What to work on: The output should consist solely of the line containing "indicate the bird's leg, one dot per instance" and the lines that follow it through the end of the data below.

Dataset rows:

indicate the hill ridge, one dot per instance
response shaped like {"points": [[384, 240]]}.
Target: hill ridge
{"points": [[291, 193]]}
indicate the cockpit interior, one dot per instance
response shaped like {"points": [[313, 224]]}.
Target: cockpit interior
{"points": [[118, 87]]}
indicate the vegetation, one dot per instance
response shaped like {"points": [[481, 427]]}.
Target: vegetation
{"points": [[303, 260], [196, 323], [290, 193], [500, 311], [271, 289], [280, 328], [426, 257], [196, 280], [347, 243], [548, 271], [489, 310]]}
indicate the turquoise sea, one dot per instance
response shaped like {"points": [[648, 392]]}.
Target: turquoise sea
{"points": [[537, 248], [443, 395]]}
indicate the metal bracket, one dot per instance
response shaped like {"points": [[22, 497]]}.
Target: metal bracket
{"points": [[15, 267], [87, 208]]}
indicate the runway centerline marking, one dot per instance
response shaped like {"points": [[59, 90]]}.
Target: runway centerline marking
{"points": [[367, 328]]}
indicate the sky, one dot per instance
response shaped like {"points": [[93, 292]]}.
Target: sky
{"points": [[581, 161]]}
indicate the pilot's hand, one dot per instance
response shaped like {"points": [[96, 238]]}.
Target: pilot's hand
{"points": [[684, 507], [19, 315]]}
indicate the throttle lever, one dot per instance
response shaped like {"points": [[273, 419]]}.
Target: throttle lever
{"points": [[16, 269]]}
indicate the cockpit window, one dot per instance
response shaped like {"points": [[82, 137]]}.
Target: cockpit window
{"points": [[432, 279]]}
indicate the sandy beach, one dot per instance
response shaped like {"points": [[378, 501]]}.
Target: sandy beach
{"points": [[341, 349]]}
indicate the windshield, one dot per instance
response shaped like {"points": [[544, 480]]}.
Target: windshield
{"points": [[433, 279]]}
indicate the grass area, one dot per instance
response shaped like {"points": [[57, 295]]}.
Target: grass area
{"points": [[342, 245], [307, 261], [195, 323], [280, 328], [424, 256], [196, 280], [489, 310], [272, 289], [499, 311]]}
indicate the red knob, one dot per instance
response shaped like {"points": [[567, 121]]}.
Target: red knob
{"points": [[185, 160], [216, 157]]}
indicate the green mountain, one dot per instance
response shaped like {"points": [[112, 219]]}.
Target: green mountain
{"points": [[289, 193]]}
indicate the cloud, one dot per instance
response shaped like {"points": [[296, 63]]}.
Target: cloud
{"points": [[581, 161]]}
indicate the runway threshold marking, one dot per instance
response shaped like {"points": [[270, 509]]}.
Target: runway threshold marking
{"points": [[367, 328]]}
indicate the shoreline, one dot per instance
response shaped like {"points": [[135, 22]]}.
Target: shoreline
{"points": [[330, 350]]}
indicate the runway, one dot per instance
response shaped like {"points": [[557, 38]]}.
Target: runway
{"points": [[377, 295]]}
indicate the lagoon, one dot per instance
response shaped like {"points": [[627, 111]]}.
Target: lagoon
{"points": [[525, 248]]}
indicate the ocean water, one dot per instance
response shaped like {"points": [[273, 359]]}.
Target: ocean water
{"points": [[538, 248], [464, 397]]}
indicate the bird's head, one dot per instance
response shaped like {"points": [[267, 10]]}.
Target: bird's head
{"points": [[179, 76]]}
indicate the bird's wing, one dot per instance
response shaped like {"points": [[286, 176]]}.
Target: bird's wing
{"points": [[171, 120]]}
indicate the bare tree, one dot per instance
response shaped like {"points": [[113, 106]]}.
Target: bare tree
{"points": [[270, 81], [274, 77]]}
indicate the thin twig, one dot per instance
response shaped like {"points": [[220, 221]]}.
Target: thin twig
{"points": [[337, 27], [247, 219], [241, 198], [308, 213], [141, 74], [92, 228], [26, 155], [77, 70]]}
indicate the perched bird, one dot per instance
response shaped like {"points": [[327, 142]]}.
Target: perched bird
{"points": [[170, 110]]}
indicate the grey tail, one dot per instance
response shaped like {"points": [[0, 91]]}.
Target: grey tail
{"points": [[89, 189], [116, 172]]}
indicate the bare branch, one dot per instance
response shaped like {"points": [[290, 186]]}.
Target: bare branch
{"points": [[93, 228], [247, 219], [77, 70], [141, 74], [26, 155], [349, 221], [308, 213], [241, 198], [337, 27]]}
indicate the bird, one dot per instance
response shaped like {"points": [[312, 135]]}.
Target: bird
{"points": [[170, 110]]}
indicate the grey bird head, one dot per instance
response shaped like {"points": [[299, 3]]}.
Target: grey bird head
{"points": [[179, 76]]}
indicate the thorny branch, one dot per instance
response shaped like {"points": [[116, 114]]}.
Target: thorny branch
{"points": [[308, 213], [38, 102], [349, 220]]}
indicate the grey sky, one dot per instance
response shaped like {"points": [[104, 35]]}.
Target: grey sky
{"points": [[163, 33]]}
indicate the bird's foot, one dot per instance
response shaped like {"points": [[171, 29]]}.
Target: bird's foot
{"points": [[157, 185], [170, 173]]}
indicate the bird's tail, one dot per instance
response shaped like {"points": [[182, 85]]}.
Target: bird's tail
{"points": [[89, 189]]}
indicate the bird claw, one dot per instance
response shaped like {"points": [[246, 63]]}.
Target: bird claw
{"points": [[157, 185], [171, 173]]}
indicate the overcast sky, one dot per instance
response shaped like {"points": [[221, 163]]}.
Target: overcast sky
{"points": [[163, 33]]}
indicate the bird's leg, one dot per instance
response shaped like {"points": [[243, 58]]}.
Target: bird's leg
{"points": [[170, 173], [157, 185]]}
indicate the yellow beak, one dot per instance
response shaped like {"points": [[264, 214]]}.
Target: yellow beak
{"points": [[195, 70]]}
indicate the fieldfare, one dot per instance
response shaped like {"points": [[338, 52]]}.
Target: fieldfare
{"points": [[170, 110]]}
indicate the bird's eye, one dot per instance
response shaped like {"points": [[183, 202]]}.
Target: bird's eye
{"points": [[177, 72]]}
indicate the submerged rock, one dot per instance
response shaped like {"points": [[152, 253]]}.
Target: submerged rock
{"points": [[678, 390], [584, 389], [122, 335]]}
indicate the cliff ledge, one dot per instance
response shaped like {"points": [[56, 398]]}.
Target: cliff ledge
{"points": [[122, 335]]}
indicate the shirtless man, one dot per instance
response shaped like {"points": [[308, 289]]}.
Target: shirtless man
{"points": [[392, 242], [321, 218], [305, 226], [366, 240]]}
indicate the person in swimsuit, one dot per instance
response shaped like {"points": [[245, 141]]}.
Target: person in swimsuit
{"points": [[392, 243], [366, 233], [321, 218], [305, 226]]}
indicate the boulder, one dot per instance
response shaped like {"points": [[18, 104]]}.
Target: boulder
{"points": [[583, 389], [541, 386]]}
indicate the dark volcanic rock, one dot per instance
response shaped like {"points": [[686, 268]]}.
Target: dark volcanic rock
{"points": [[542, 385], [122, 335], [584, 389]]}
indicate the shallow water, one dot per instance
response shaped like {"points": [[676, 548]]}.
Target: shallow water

Task solution:
indicate the bird's leg, one dot per instance
response shaped like {"points": [[243, 58]]}.
Target: bird's leg
{"points": [[170, 173], [157, 185]]}
indicate the yellow beak, one dot per instance
response shaped like {"points": [[264, 214]]}.
Target: yellow beak
{"points": [[195, 70]]}
indicate the fieldfare, one dot per instance
response shaped like {"points": [[338, 52]]}.
Target: fieldfare
{"points": [[170, 110]]}
indicate the bird's eye, one dot per instance
response shaped like {"points": [[183, 202]]}.
Target: bird's eye
{"points": [[177, 72]]}
indicate the submerged rock, one dot per instance
response shaped like {"points": [[152, 253]]}.
Target: submerged rock
{"points": [[678, 390], [584, 389], [122, 335]]}
indicate the cliff ledge, one dot per instance
response shaped like {"points": [[56, 398]]}.
Target: cliff ledge
{"points": [[122, 335]]}
indicate the shirtless man, one dot per instance
response shaped like {"points": [[308, 289]]}.
Target: shirtless man
{"points": [[392, 242], [321, 218], [305, 226], [366, 240]]}
indicate the person in swimsuit, one dot per instance
response shaped like {"points": [[245, 141]]}.
Target: person in swimsuit
{"points": [[392, 243], [366, 233], [321, 218], [305, 226]]}
indicate the boulder, one dot per instance
response shaped like {"points": [[18, 104]]}.
Target: boulder
{"points": [[583, 389], [541, 386]]}
indicate the dark volcanic rock, one dot per instance
response shaped like {"points": [[686, 268]]}.
Target: dark volcanic rock
{"points": [[542, 385], [122, 335], [584, 389]]}
indicate the shallow water, one dot per instance
response shaped like {"points": [[676, 548]]}.
Target: shallow water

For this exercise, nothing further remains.